# Starting a Business



## mandyT (Aug 23, 2007)

I have a website that is currently coming together nicely and the website will be selling livestock of corn snakes and leopard geckos. But I wish to take it up the next steps to be able to sell substrates live food etc etc ... 


where do i start and how do i get them to supply me ?


----------



## bobberbiker (Apr 7, 2010)

for dry goods either get them from a supplier or from china. i know TMC supply dry goods to pretty much anyone but they are the aquatic trade... they might sell some other stuff though. prob cheaper to buy from china to be honest.

btw you should really get a decent website. not many people will trust a website like yours...for example ads everywhere and a cheap/free domain name. it will only cost you a tenner at the most for a .co.uk name and only £3 hosting per month. people will be wary why a business would use a free website


----------



## corny girl (Aug 30, 2009)

Not very professional looking, lots of spelling mistakes :whistling2:. Care sheets need a lot more work on them (Leo's need ground temp of 32*C or 90*F in order to digest their food & ideally this should be in the form of belly heat). No mention of what to keep corns in or size of viv, what substrate to use, what temps they are to be kept at etc... Sorry for being critical but if you want a professional website then you have to have it looking good all round with the correct infomation on it :2thumb:. As it stands i wouldn't buy from you :whistling2:.

§ **Exercise brief**
Repeat word for word the part of the thread on starting a business, starting with "## corny girl" and going on through "from you :whistling2:.".

§ **Provided information**
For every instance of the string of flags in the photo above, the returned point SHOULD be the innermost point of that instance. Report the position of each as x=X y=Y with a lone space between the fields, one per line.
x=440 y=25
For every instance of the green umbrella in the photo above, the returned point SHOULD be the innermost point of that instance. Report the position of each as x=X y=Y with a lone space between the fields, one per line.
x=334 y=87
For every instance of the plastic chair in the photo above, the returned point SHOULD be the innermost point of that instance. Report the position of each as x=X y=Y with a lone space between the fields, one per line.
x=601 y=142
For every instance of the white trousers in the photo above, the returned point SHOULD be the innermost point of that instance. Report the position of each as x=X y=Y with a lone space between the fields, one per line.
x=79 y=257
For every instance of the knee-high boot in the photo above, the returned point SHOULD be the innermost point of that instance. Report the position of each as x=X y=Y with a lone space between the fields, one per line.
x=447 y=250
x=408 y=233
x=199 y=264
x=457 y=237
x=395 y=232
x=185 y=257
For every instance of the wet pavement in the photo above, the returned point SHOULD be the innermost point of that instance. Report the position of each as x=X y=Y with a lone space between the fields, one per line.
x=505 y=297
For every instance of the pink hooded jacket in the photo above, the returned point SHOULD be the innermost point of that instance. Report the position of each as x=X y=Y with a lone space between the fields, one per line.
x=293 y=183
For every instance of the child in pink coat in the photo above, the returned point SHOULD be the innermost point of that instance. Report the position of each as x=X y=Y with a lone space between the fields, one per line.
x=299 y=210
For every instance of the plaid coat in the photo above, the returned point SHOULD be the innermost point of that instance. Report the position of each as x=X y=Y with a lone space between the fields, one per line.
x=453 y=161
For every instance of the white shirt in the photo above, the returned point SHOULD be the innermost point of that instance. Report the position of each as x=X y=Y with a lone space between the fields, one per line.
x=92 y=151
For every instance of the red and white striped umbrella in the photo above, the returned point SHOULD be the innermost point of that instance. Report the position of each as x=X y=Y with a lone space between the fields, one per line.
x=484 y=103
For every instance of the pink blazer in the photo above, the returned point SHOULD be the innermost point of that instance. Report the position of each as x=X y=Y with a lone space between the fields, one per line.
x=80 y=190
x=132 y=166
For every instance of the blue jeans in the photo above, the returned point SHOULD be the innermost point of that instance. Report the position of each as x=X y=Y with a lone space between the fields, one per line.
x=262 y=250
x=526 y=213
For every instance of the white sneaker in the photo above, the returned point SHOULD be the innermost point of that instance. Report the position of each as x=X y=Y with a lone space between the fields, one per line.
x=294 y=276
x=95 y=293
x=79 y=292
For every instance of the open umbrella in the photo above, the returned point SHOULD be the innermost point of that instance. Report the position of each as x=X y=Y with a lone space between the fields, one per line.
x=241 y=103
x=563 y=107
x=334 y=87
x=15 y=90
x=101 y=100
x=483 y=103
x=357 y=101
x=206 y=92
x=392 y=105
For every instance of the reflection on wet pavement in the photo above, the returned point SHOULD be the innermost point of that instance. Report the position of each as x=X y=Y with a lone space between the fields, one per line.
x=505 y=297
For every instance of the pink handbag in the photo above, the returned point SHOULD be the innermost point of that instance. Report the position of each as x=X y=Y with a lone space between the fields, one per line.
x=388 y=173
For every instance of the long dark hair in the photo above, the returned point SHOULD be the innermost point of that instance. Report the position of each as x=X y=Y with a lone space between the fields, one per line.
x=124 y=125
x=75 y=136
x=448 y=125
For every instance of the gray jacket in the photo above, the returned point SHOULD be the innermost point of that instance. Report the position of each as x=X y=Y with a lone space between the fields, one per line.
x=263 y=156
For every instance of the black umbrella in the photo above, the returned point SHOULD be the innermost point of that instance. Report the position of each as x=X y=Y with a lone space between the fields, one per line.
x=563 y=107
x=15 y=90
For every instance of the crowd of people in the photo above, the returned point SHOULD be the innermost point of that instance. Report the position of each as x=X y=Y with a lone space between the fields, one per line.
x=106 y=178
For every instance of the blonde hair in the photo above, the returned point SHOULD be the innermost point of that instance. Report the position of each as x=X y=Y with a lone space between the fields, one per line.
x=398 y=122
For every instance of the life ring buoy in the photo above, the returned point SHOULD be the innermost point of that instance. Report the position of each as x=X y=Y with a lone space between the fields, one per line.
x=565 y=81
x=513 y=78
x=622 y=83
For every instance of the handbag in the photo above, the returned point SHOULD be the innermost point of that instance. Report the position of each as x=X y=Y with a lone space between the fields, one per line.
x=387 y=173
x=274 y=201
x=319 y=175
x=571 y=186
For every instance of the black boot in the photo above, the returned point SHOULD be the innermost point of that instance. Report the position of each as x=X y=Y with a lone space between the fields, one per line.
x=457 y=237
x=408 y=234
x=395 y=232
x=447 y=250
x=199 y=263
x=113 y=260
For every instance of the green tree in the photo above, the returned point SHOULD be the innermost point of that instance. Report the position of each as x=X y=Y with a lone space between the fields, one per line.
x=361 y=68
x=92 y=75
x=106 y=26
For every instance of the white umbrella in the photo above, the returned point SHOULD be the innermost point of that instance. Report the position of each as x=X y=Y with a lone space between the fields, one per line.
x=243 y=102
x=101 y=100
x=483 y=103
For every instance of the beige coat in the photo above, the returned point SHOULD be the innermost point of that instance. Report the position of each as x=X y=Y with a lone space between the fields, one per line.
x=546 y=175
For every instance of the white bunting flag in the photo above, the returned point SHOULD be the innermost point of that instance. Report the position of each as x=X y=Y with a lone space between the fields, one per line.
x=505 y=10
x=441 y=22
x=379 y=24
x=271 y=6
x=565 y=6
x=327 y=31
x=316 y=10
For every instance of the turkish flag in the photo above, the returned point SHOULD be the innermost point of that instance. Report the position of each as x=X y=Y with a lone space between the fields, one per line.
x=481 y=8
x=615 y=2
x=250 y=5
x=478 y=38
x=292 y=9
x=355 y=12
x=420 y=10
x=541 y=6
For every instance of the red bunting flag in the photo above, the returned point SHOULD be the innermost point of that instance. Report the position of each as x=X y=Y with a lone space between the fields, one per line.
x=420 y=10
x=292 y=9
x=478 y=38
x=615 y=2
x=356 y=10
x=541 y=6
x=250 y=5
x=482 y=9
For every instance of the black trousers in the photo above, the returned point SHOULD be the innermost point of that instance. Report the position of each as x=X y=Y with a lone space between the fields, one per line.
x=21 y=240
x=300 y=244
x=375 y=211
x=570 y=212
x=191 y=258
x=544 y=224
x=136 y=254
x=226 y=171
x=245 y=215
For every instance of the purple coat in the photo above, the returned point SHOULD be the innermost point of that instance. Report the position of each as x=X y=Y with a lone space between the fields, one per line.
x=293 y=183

§ **Task answer**
## corny girl (Aug 30, 2009)

Not very professional looking, lots of spelling mistakes :whistling2:. Care sheets need a lot more work on them (Leo's need ground temp of 32*C or 90*F in order to digest their food & ideally this should be in the form of belly heat). No mention of what to keep corns in or size of viv, what substrate to use, what temps they are to be kept at etc... Sorry for being critical but if you want a professional website then you have to have it looking good all round with the correct infomation on it :2thumb:. As it stands i wouldn't buy from you :whistling2:.